**掲載本文**:
╭──
そういえば冷蔵庫に肉があったはず、
と文恵は台所へ立った。
たったこれだけのことが、映画では表現できない。
文恵、突然立って台所へいく。
冷蔵庫をあけ、肉を出す。
のように、現在起こることを逐次カメラで撮ることしか出来ない。
そういえば、のニュアンスは撮れない。
「そういえば肉があったはず」
と、文恵は立って台所へ。
は、一人言の説明台詞であり下手くそな脚本だ。
つまり、地の文によくあるものは、映画表現に適さない。
彼と刺し違えるつもりで彼女は待った。
雨が降ると今朝聞いたのに傘を忘れた。
彼女がかわいい間違いをしたことを今でも思い出す。
それは飼い猫の死よりも哀しい出来事だった。
その瞬間彼女を好きになったことを、悟られないようにした。
などの小説的表現は、映画表現に出来ない。
これらはすべて、「その人の頭の中に浮かぶこと」の表現と、
他者から見た客観的なことを組み合わせている。
ぽわんとマンガみたいに浮かぶ表現、
夜空に何かが浮かぶ昭和的表現は、
なくはないが、今はメジャーではない。
リアリスティックなメソッド芝居主流の現在では尚更だ。
カメラでは、その人の頭の中に浮かぶことは写すことはできない。
その人の発言や行動を外から見て、
頭のなかを推測することしか出来ない。
だから映画では、察せられるように物事を組み立てる。
彼女の写真をこっそり眺めているが、誰か来たので慌てて隠す。
冷蔵庫をあけ探すが見つからず扉を閉める。
去り際に思いだし冷凍庫をあけると肉がある。嬉しそうに取り出す。
外に出ようとして雨に気づく。
回想シーンで、朝天気予報を聞き、傘をドアの所におきっぱ。
雨宿りしながらため息。
などのようにだ。
一部小説的表現と近いものを試しに書いてみたが、
これが全く同じ表現か、と言われると違うと思う。
映画では、内面を書くことは出来ない。
╰──
**練習問題**:
a) 本文が、映画表現に出来ない小説的表現の例として挙げている文はどれですか。すべて書き出してください。
b) 本文について、次の問いに答えてください。
(i) 「そういえば肉があったはず」と言って文恵が台所へ立つ書き方を、本文はどのような脚本だと評していますか。
(ii) 本文によると、カメラでは人の頭の中を写せないため、映画では何をすることしか出来ませんか。
(iii) 本文が映画的な組み立ての例として示す場面で、人物が肉を見つけるのは冷蔵庫と冷凍庫のどちらですか。
c) 映画と小説の表現の違いを論じた本文の続きを書いてください。
資料は本文とは別の出典によるものです。

**資料の内容**:
╭──
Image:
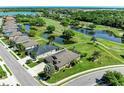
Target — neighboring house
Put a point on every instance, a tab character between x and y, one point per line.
╰──
**解答例**:
a)
彼と刺し違えるつもりで彼女は待った。
雨が降ると今朝聞いたのに傘を忘れた。
彼女がかわいい間違いをしたことを今でも思い出す。
それは飼い猫の死よりも哀しい出来事だった。
その瞬間彼女を好きになったことを、悟られないようにした。

b)
(i) 一人言の説明台詞であり、下手くそな脚本だと評しています。
(ii) その人の発言や行動を外から見て、頭のなかを推測することしか出来ません。
(iii) 冷凍庫です。

c)
外面に現れたことだけが真実だ。
いくら内面を吐露する長台詞を言ってもそらぞらしい。
小説では、内面や真相こそが真実であり、
見た目の外面的なことは嘘の可能性がある。
いくら外面を巧みに綴っても、実物(写真とか)には勝てない。
映画は、起こったことや外面から、
内面や真相を察することそのものが楽しみである。
小説は、内面に直接触れることが楽しみである。
映画は起こってることそのものを楽しめる。
(アクションとか歌とかダンスとか)
小説はいかに描写を尽くしてもそこは楽しめない。
つまり、小説は映画と全然違う芸術だ。
小説の映画化の問題点は、
その本質の差を理解してるかどうかに掛かっている。
同じことを軸足に出来ないのである。
理想的な小説と映画の関係は、
お互いに同じ世界を共有する、
反対側から描いた鏡像のような関係になることだと思う。
(そもそも文字数が数倍違うから、
まず縮める難しさが先にあるのだけど)
漫画とドラマの関係について、
このようなものを作り得たドラマ風魔の小次郎については、
風魔カテゴリに詳しいのでそちらを参照されたし。
漫画と映画の話は、また今度。
アニメと漫画は近いのかな。あまり考えたことはないが。
漫画「ベルサイユの薔薇」を舞台にするとき、
戦闘シーンを群舞にするという表現の転換を考えた演出家を、
僕はとても尊敬している。
つねに、そのように本質の差を把握したいものだ。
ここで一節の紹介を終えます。